## Exercise goal
Copy all the records below word for word, line by line, changing nothing.

****

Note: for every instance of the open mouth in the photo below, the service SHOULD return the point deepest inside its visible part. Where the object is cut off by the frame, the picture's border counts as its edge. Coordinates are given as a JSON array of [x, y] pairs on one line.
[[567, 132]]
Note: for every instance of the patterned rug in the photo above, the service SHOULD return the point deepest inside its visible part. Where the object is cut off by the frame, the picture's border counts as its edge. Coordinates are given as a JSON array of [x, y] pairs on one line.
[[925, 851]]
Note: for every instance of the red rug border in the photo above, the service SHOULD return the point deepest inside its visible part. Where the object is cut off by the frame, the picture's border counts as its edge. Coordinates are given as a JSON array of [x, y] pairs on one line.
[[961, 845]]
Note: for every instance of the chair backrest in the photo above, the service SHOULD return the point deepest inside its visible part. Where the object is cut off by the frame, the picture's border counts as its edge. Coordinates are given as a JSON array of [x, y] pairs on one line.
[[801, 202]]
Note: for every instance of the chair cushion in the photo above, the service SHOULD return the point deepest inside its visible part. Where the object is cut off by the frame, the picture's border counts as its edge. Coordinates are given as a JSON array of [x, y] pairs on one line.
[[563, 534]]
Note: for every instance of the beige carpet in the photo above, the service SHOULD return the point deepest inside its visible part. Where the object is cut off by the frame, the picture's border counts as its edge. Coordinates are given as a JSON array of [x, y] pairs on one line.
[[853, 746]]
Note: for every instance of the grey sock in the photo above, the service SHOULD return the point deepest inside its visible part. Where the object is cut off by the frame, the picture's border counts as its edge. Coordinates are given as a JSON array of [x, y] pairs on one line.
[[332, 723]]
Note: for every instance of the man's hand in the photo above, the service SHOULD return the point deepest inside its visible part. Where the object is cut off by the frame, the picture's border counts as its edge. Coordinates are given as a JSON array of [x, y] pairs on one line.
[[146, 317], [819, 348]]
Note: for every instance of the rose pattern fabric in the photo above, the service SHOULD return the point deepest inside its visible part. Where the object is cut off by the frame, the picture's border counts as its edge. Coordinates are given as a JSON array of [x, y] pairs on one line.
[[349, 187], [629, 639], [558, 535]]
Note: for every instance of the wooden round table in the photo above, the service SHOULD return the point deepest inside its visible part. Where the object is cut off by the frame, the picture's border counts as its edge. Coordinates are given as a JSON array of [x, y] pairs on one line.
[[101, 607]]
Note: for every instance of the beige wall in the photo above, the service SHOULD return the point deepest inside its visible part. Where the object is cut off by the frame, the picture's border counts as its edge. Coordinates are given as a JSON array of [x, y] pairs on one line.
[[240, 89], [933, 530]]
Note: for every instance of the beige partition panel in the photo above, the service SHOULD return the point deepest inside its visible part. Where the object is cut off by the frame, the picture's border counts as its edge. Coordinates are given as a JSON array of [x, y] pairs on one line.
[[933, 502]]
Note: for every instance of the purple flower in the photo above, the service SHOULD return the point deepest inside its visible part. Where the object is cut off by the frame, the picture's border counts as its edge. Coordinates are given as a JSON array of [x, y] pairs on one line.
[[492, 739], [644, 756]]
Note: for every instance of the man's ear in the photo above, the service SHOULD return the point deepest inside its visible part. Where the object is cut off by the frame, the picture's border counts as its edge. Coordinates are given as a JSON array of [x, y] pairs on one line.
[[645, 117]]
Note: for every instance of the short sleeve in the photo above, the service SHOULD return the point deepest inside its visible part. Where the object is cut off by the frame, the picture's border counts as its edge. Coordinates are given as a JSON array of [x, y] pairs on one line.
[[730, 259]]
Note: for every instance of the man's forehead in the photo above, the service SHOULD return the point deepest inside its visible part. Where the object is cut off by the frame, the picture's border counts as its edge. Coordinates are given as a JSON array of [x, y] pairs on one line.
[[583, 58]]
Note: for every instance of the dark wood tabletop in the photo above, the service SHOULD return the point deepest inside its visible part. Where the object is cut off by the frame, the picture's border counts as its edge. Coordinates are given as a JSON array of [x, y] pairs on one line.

****

## The reply
Note: for every instance of the open mouth in the photo below, the service SHOULD return the point deepest inside its visible part. Where the object is cut off by the frame, the picture's border counts as its edge. Coordinates are given as a JSON array of [x, y] pairs on one line.
[[567, 132]]
Note: for every instance of the patterned rug in the photo above, the service SHOULD return the point deepest inside its visible part. Where the object is cut off by the frame, the picture's border counts as its edge. Coordinates are given as a JSON array of [x, y] pairs on one line.
[[925, 851]]
Note: for every instance of the red rug border in the photo above, the service SHOULD return the point deepest inside its visible part. Where the object is cut off by the frame, the picture's border counts as its edge. Coordinates are given as a JSON array of [x, y] pairs on one line.
[[961, 845]]
Note: for every instance of the chair backrest in the photo above, the service SHOULD return the point deepest inside its visible part. Where the object is cut off by the frame, the picture's border counts as its edge. Coordinates are given as a JSON array of [x, y] pairs on one line.
[[801, 202]]
Note: for every instance of the chair cushion in the photo above, the service SHOULD return the point deepest inside its visible part. Where the object is cut off by the frame, the picture's border counts as its edge. Coordinates are given as a JSON array of [x, y] pairs on one line.
[[563, 534]]
Note: for every instance of the beige carpet in the photo above, the service SHOULD return the point deepest inside its visible part. Where the object is cut off by the frame, the picture's border counts as its edge. Coordinates are given as a JSON array of [x, y] pairs on one line.
[[853, 746]]
Note: for every instance of the grey sock in the photo above, the service SHOULD return the point deepest inside its visible part. Where the object is cut off by the frame, the picture's border counts as its edge. Coordinates are given as a JSON array of [x, y] pairs on one line.
[[332, 723]]
Note: for every instance of the man's hand in the photo above, the service SHOULD return the point deepest inside its visible part. Where the object is cut off by the frame, the picture's border counts as its edge. Coordinates are given as a JSON array of [x, y] pairs on one line.
[[146, 317], [819, 348]]
Note: for every instance of the rose pattern fabric in the photo above, the service SHOULD return the point deepest inside its visible part. Where the object is cut off by the frame, the picture's border counts as its edge. Coordinates are given as a JSON array of [x, y] pairs on one line.
[[349, 187], [629, 639], [558, 535]]
Note: for every instance of the wooden round table in the photo above, the service SHOULD return the point deepest inside its visible part. Where the object is cut off by the frame, the picture's border counts as its edge. Coordinates are given as a JSON array of [x, y] pairs on one line.
[[101, 607]]
Note: for every instance of the beige wall in the photo above, the service SHOULD return the point deepest inside its visible part. Where the object is cut off by the frame, the picture's border counts as its edge. Coordinates are given as a JSON array of [x, y] pairs on one line.
[[240, 89], [933, 530]]
Note: for every instance of the beige partition panel in the photo above, the service SHOULD return the point deepest inside its visible part. Where the object is cut off by the frame, the picture's border counts as its edge. Coordinates are given as a JSON array of [x, y] pairs on one line.
[[933, 502]]
Note: for every instance of the purple flower in the photo above, the service SHOULD return the point deepest inside its visible part. Where the object is cut off by the frame, the picture's border counts as its edge. Coordinates are given as a JSON array of [x, y] pairs on one line.
[[492, 739], [644, 756]]
Note: for every instance of the man's ear in the photo above, the service SHOULD return the point deepest inside its visible part. Where the object is cut off by the frame, the picture's border counts as its edge. Coordinates are given as a JSON array of [x, y] pairs on one line.
[[645, 117]]
Note: for every instance of the short sleeve in the photo above, the service SHOULD return the point deepest inside its visible part. Where the object is cut off by the frame, the picture's border counts as its edge. Coordinates are given as a JSON array of [x, y] pairs on one line.
[[730, 259]]
Note: for every instance of the man's forehead in the photo above, the service SHOULD return the point deepest inside its visible part. Where the object is cut off by the frame, the picture's border counts as its edge. Coordinates are given as a JSON array of [x, y] pairs on one line.
[[583, 58]]
Note: for every instance of the dark wood tabletop in the photo above, the service SHOULD return the point deepest inside its visible part. Where the object is cut off by the frame, the picture's border counts as its edge. Coordinates are given as a JSON array of [x, y] pairs on one line.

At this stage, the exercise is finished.